### TEXT PROVIDED

CUE's most fascinating features, though, are in the details. The center stack is entirely capacitive and has haptic feedback — touching a button or on-screen control will cause the entire stack to give off a quick, powerful nudge that can be clearly felt (in fact, if your leg is resting against the console, you'll feel it there, too). A proximity sensor below the display detects when your hand is approaching and changes the UI to show menus and other buttons that you'd want cleared when you're merely looking at the screen rather than interacting with it. For instance, when you're just looking at a map of your current location, you don't want to see zoom controls or menu items for selecting a destination — you just want to see as much map as you possibly can.

CUE's most fascinating features are in the details

A GM spokesman was quick to point out that preliminary work on CUE began in 2008 — "this was before the iPad," he noted — but regardless, it all feels as though it was almost certainly inspired by the smartphone revolution of the last five years. That's a good thing: familiarity and consistency between a user's phone, tablet, and car mean that they're less likely to become confused and frustrated while driving. If you're frustrated with a tablet's user interface, it's merely an annoyance; frustration with a car's UI, though, can be a matter of life and death.

######
### MATERIAL SUPPLIED

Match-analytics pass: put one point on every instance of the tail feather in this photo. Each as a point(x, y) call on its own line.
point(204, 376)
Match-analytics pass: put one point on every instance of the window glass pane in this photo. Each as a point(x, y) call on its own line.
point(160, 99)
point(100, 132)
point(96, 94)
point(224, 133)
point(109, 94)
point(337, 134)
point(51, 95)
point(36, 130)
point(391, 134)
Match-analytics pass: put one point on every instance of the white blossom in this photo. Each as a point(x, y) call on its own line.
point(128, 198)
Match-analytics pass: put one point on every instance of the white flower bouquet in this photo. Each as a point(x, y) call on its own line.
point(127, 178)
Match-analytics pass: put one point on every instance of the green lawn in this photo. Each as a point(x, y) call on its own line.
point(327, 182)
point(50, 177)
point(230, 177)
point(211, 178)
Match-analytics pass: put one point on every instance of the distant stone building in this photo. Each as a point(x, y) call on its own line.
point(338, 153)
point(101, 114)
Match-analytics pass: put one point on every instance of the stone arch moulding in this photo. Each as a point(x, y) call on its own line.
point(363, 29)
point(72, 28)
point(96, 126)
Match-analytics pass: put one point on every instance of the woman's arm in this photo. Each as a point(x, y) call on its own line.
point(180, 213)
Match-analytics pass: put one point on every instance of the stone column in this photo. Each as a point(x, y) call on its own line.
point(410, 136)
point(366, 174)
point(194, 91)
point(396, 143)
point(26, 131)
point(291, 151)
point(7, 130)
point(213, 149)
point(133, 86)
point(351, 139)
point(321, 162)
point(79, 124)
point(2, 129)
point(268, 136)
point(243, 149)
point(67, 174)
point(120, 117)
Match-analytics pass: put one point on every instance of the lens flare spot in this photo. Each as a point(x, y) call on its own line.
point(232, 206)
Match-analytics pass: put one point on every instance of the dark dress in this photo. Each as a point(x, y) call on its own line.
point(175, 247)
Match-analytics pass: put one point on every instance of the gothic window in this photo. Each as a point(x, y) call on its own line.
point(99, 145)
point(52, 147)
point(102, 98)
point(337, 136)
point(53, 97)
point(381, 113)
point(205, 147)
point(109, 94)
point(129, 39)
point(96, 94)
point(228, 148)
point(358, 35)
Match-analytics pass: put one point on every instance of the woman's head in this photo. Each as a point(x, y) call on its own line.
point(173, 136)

######

[TASK REQUIREMENTS] Reproduce the passage about CUE word for word, starting with "CUE's most fascinating features are" and going on through "life and death.".

[ANSWER TO THE TASK]
CUE's most fascinating features are in the details

A GM spokesman was quick to point out that preliminary work on CUE began in 2008 — "this was before the iPad," he noted — but regardless, it all feels as though it was almost certainly inspired by the smartphone revolution of the last five years. That's a good thing: familiarity and consistency between a user's phone, tablet, and car mean that they're less likely to become confused and frustrated while driving. If you're frustrated with a tablet's user interface, it's merely an annoyance; frustration with a car's UI, though, can be a matter of life and death.